Things to do
a - In the nationality law text, what principle is citizenship of North Macedonia primarily based on?
b - Return the nationality law text from "Parliament of North" to "place of birth.", copied word for word.

Extract to read
-------
Parliament of North Macedonia
- Long title An Act relating to citizenship of North Macedonia ;
- Enacted by: Government of North Macedonia

= Nationality law of North Macedonia =

The Nationality law of North Macedonia is governed by the Constitution of the Republic of North Macedonia (article 4) of 1991 and the Law on Citizenship of the Republic of North Macedonia (Macedonian: Закон за државјанството на Република Северна Македонија, Albanian: Ligji për shtetësinë e Republikës së Maqedonisë së Veriut) of 1992 (with changes made in various years through to 2019). The citizenship of North Macedonia is based primarily on the principle of Jus sanguinis. In other words, one usually acquires citizenship of
North Macedonia if a parent is a national of North Macedonia, irrespective of place of birth.

==Citizenship by Constitution==
According to the Constitution of the Republic of North Macedonia:

"Citizens of the Republic of North Macedonia have citizenship of the Republic of North Macedonia. A subject of the Republic of North Macedonia may neither be deprived of citizenship, nor expelled or extradited to another state. Citizenship of the Republic of North Macedonia is regulated by law."
-------
Data extract
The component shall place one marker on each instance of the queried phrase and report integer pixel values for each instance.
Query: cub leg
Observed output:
-------
Results of the tasks
a - Jus sanguinis.

b -
Parliament of North Macedonia
- Long title An Act relating to citizenship of North Macedonia ;
- Enacted by: Government of North Macedonia

= Nationality law of North Macedonia =

The Nationality law of North Macedonia is governed by the Constitution of the Republic of North Macedonia (article 4) of 1991 and the Law on Citizenship of the Republic of North Macedonia (Macedonian: Закон за државјанството на Република Северна Македонија, Albanian: Ligji për shtetësinë e Republikës së Maqedonisë së Veriut) of 1992 (with changes made in various years through to 2019). The citizenship of North Macedonia is based primarily on the principle of Jus sanguinis. In other words, one usually acquires citizenship of
North Macedonia if a parent is a national of North Macedonia, irrespective of place of birth.